Collection entries

—————

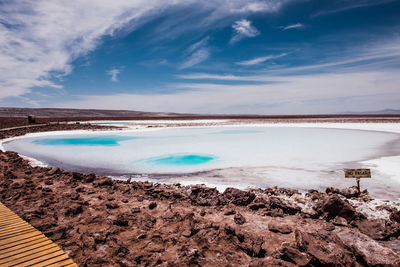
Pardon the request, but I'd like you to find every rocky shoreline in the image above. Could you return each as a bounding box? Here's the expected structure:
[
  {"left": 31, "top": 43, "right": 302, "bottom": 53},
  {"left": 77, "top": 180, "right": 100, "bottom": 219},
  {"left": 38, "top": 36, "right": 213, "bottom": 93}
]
[{"left": 0, "top": 124, "right": 400, "bottom": 266}]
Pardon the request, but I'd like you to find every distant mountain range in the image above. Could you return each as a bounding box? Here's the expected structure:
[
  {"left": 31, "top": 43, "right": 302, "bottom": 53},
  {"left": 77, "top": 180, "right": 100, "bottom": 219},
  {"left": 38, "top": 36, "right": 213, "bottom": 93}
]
[
  {"left": 340, "top": 109, "right": 400, "bottom": 115},
  {"left": 0, "top": 107, "right": 400, "bottom": 119},
  {"left": 0, "top": 107, "right": 183, "bottom": 118}
]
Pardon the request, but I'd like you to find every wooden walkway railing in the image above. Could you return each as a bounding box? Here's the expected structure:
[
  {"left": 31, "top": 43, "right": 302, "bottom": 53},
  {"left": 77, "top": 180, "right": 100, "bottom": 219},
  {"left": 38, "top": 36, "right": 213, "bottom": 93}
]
[{"left": 0, "top": 202, "right": 77, "bottom": 266}]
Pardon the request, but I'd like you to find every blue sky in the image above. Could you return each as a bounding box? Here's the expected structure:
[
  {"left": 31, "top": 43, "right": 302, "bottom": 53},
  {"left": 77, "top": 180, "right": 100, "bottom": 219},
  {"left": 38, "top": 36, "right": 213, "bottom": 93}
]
[{"left": 0, "top": 0, "right": 400, "bottom": 114}]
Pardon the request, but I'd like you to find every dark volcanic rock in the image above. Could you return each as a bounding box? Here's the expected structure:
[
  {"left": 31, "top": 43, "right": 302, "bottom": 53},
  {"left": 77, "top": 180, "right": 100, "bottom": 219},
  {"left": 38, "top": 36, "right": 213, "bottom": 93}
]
[
  {"left": 223, "top": 187, "right": 256, "bottom": 206},
  {"left": 326, "top": 186, "right": 359, "bottom": 198},
  {"left": 269, "top": 197, "right": 301, "bottom": 215},
  {"left": 189, "top": 187, "right": 223, "bottom": 206},
  {"left": 316, "top": 194, "right": 357, "bottom": 221},
  {"left": 295, "top": 230, "right": 356, "bottom": 266},
  {"left": 390, "top": 209, "right": 400, "bottom": 223},
  {"left": 149, "top": 202, "right": 157, "bottom": 210},
  {"left": 268, "top": 220, "right": 292, "bottom": 234},
  {"left": 94, "top": 177, "right": 113, "bottom": 186},
  {"left": 337, "top": 231, "right": 400, "bottom": 266},
  {"left": 355, "top": 219, "right": 400, "bottom": 240},
  {"left": 280, "top": 245, "right": 310, "bottom": 266},
  {"left": 233, "top": 213, "right": 246, "bottom": 225},
  {"left": 65, "top": 204, "right": 83, "bottom": 215}
]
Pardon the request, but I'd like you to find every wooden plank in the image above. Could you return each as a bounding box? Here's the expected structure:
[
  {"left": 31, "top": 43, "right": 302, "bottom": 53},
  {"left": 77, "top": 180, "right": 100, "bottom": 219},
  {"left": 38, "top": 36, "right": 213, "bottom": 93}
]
[
  {"left": 0, "top": 224, "right": 35, "bottom": 235},
  {"left": 0, "top": 228, "right": 37, "bottom": 241},
  {"left": 0, "top": 232, "right": 44, "bottom": 245},
  {"left": 0, "top": 245, "right": 64, "bottom": 265},
  {"left": 0, "top": 235, "right": 47, "bottom": 253},
  {"left": 28, "top": 254, "right": 77, "bottom": 267},
  {"left": 0, "top": 242, "right": 60, "bottom": 264},
  {"left": 12, "top": 250, "right": 68, "bottom": 266},
  {"left": 0, "top": 202, "right": 77, "bottom": 267},
  {"left": 1, "top": 238, "right": 51, "bottom": 254}
]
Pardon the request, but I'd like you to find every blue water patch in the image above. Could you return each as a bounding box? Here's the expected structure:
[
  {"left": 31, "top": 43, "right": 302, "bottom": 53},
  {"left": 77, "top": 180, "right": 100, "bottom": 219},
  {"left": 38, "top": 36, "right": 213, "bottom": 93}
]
[
  {"left": 90, "top": 121, "right": 134, "bottom": 125},
  {"left": 32, "top": 135, "right": 139, "bottom": 146},
  {"left": 210, "top": 130, "right": 264, "bottom": 134},
  {"left": 147, "top": 154, "right": 215, "bottom": 166}
]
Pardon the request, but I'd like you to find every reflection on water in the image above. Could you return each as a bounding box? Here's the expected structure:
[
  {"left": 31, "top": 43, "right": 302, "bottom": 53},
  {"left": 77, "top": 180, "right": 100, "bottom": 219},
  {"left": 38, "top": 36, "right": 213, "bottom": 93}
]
[
  {"left": 147, "top": 154, "right": 214, "bottom": 166},
  {"left": 32, "top": 135, "right": 137, "bottom": 146}
]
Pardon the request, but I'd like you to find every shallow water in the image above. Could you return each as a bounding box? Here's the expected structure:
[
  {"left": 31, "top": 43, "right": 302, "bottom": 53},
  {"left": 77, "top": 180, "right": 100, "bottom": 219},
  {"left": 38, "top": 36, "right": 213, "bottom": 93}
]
[{"left": 4, "top": 127, "right": 400, "bottom": 198}]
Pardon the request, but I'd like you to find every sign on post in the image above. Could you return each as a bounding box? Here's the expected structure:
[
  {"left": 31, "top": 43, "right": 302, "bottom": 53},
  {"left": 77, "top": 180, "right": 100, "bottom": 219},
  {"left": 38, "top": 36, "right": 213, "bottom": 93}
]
[{"left": 344, "top": 169, "right": 371, "bottom": 194}]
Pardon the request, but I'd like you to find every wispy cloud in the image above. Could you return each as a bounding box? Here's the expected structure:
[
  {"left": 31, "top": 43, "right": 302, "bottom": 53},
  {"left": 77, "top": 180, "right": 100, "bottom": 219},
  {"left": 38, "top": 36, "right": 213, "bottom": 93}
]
[
  {"left": 236, "top": 53, "right": 287, "bottom": 66},
  {"left": 179, "top": 36, "right": 210, "bottom": 69},
  {"left": 57, "top": 71, "right": 400, "bottom": 114},
  {"left": 311, "top": 0, "right": 397, "bottom": 18},
  {"left": 281, "top": 23, "right": 304, "bottom": 31},
  {"left": 0, "top": 0, "right": 289, "bottom": 98},
  {"left": 106, "top": 68, "right": 121, "bottom": 82},
  {"left": 229, "top": 19, "right": 260, "bottom": 44}
]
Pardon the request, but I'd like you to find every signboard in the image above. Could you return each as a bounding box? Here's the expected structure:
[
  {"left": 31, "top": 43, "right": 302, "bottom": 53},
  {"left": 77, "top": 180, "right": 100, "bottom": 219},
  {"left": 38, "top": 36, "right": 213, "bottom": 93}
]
[{"left": 344, "top": 169, "right": 371, "bottom": 178}]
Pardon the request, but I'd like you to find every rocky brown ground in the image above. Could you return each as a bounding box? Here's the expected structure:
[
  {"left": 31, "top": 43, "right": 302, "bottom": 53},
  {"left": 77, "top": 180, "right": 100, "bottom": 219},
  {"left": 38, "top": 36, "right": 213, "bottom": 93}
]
[
  {"left": 0, "top": 152, "right": 400, "bottom": 266},
  {"left": 0, "top": 124, "right": 400, "bottom": 266}
]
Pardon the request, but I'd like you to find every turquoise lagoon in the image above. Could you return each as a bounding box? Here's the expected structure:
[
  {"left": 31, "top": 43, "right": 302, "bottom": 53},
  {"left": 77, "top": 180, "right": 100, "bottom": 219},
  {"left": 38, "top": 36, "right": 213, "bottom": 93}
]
[{"left": 3, "top": 126, "right": 400, "bottom": 197}]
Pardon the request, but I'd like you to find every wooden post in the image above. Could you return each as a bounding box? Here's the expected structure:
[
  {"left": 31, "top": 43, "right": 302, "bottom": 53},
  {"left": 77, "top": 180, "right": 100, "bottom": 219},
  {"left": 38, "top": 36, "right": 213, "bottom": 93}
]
[{"left": 344, "top": 169, "right": 371, "bottom": 195}]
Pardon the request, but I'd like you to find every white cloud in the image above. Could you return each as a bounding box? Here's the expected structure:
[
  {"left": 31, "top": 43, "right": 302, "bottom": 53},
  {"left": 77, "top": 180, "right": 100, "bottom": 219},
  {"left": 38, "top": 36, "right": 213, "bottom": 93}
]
[
  {"left": 57, "top": 71, "right": 400, "bottom": 114},
  {"left": 229, "top": 19, "right": 260, "bottom": 44},
  {"left": 179, "top": 36, "right": 210, "bottom": 69},
  {"left": 106, "top": 68, "right": 121, "bottom": 82},
  {"left": 236, "top": 53, "right": 287, "bottom": 66},
  {"left": 311, "top": 0, "right": 397, "bottom": 18},
  {"left": 0, "top": 0, "right": 288, "bottom": 98},
  {"left": 281, "top": 23, "right": 304, "bottom": 31}
]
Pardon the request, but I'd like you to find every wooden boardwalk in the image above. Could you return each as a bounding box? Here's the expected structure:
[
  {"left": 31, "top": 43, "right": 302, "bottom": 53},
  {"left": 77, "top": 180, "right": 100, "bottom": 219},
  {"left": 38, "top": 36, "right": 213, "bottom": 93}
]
[{"left": 0, "top": 202, "right": 77, "bottom": 266}]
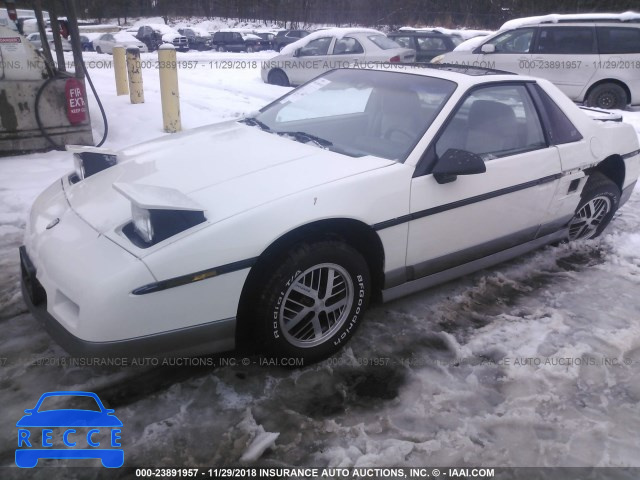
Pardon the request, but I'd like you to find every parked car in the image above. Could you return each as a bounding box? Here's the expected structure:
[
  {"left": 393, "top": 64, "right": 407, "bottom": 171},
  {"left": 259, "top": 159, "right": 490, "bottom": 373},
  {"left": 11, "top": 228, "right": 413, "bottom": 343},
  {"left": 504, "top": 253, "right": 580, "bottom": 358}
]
[
  {"left": 251, "top": 30, "right": 276, "bottom": 50},
  {"left": 15, "top": 391, "right": 124, "bottom": 468},
  {"left": 27, "top": 32, "right": 71, "bottom": 52},
  {"left": 136, "top": 23, "right": 189, "bottom": 52},
  {"left": 178, "top": 27, "right": 212, "bottom": 51},
  {"left": 80, "top": 35, "right": 95, "bottom": 52},
  {"left": 387, "top": 30, "right": 463, "bottom": 63},
  {"left": 261, "top": 28, "right": 416, "bottom": 87},
  {"left": 274, "top": 30, "right": 310, "bottom": 52},
  {"left": 20, "top": 67, "right": 640, "bottom": 361},
  {"left": 433, "top": 13, "right": 640, "bottom": 108},
  {"left": 211, "top": 30, "right": 271, "bottom": 52},
  {"left": 93, "top": 32, "right": 149, "bottom": 54}
]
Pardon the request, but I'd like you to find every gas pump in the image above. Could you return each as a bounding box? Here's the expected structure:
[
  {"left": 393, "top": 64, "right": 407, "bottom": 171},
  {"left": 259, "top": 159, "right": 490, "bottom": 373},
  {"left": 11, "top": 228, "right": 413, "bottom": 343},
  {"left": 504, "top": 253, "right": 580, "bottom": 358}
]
[{"left": 0, "top": 0, "right": 104, "bottom": 155}]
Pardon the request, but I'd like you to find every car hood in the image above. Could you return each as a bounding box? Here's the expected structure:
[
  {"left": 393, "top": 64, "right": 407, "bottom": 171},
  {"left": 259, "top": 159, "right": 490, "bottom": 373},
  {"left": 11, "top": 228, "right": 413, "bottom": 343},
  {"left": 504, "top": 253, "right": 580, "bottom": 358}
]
[
  {"left": 65, "top": 121, "right": 395, "bottom": 244},
  {"left": 16, "top": 410, "right": 122, "bottom": 427}
]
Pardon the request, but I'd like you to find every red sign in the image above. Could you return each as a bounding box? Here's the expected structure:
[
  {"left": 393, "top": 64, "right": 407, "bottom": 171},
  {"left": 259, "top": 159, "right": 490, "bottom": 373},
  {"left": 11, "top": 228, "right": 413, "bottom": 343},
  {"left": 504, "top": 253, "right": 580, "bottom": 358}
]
[{"left": 64, "top": 78, "right": 87, "bottom": 125}]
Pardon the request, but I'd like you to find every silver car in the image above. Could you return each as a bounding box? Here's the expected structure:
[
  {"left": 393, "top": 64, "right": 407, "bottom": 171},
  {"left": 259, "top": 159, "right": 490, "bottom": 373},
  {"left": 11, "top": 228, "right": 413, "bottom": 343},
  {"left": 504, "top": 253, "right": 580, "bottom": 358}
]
[
  {"left": 261, "top": 28, "right": 416, "bottom": 87},
  {"left": 27, "top": 32, "right": 71, "bottom": 52},
  {"left": 432, "top": 12, "right": 640, "bottom": 108}
]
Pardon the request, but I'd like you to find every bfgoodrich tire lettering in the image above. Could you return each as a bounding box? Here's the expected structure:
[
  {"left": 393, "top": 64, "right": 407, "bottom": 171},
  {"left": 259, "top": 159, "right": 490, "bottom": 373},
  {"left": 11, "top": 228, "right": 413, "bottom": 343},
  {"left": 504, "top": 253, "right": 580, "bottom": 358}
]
[
  {"left": 569, "top": 172, "right": 620, "bottom": 240},
  {"left": 256, "top": 240, "right": 371, "bottom": 364}
]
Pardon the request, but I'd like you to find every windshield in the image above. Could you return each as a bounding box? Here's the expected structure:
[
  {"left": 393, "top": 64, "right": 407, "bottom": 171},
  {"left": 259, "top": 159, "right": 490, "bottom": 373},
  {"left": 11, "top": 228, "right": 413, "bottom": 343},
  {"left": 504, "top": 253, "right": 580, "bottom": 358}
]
[
  {"left": 367, "top": 35, "right": 401, "bottom": 50},
  {"left": 38, "top": 395, "right": 100, "bottom": 412},
  {"left": 250, "top": 69, "right": 456, "bottom": 162}
]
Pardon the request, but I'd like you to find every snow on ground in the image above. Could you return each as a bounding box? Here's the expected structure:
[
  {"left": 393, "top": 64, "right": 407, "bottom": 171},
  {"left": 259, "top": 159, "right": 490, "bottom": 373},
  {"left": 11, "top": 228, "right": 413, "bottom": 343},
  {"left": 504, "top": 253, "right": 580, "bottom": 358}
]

—————

*EXERCISE DIRECTIONS*
Show every line in the items above that contains the word "cloud", matching its case exactly.

*RESULT FOR THIS EXERCISE*
Pardon the request, but I'd like you to find every wispy cloud in the image above. Could you return each as a bounding box? Here's the expected structure:
Pardon the request, but I'd like you to find every white cloud in the image above. Could you return each as a bounding box? Here's the expected structure:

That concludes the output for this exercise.